Excerpts from a dataset on object pointing:
[start]

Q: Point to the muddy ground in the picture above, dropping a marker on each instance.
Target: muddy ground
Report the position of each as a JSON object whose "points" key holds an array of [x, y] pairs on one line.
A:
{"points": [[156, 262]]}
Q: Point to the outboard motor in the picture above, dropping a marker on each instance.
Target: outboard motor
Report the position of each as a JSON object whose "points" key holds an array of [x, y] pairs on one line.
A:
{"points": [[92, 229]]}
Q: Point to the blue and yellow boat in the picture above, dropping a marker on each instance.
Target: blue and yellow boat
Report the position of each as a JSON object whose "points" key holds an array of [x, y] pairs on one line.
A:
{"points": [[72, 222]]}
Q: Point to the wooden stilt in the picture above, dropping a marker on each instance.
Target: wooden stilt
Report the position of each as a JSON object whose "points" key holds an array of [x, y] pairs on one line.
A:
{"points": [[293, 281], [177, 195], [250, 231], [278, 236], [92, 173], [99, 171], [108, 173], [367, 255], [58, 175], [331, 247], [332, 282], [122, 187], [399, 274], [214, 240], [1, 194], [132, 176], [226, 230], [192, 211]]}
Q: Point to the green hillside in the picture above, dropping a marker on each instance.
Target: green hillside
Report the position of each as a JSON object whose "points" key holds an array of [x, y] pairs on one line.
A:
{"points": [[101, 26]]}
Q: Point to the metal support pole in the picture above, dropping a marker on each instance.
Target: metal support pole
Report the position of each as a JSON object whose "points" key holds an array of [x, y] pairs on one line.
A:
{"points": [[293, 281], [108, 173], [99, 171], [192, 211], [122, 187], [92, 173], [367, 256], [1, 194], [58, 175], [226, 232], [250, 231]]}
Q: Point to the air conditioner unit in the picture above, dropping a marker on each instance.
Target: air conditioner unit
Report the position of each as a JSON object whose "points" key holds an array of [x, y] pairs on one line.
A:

[end]

Exercise:
Copy out all of the entries above word for word, changing nothing.

Final result:
Q: Point to the muddy ground in the picture above, dropping a marker on each instance.
Target: muddy ground
Report the position of each as a JSON object whose "points" key holds an array of [x, y] pairs on one line.
A:
{"points": [[156, 262]]}
Q: Point to the outboard motor in the picture above, dropping a marker on each instance.
Target: outboard motor
Report the position of each as a JSON object whose "points" key holds an array of [x, y] pairs on one line.
A:
{"points": [[92, 229]]}
Q: Point to the blue and yellow boat in the picture above, dropping a marker on each instance.
Target: blue and yellow boat
Report the position of each as a JSON object whose "points" key holds an array of [x, y] pairs on one line.
A:
{"points": [[72, 222]]}
Q: Point to the wooden stilt in the picture above, dropping a marker on each instance.
Target: wooden stilt
Report the position of each as a JSON object whose "points" key holds an array of [x, y] pairs on one line.
A:
{"points": [[293, 281], [177, 195], [250, 231], [278, 236], [92, 173], [99, 171], [108, 173], [367, 255], [58, 175], [331, 247], [332, 282], [122, 187], [399, 274], [214, 240], [1, 194], [132, 176], [226, 230], [192, 211]]}
Q: Point to the green hillside in the picture above, dropping a marker on each instance.
Target: green hillside
Report the position of each as a JSON object whose "points" key holds an array of [x, y] pairs on one line.
A:
{"points": [[101, 26]]}
Q: Point to the metal support pole in the picture above, dropping a marker on each instance.
Target: metal support pole
Report the position of each as a JSON object whose "points" key holds an array of [x, y] pairs on one line.
A:
{"points": [[293, 281], [108, 173], [99, 171], [192, 211], [122, 187], [92, 173], [367, 256], [1, 194], [58, 175], [226, 232], [250, 231]]}
Q: Point to the air conditioner unit in the picture above, dropping a marker on each instance.
Target: air conditioner unit
Report the position of each as a JSON object whose "points" key holds an array of [x, y] pairs on one line.
A:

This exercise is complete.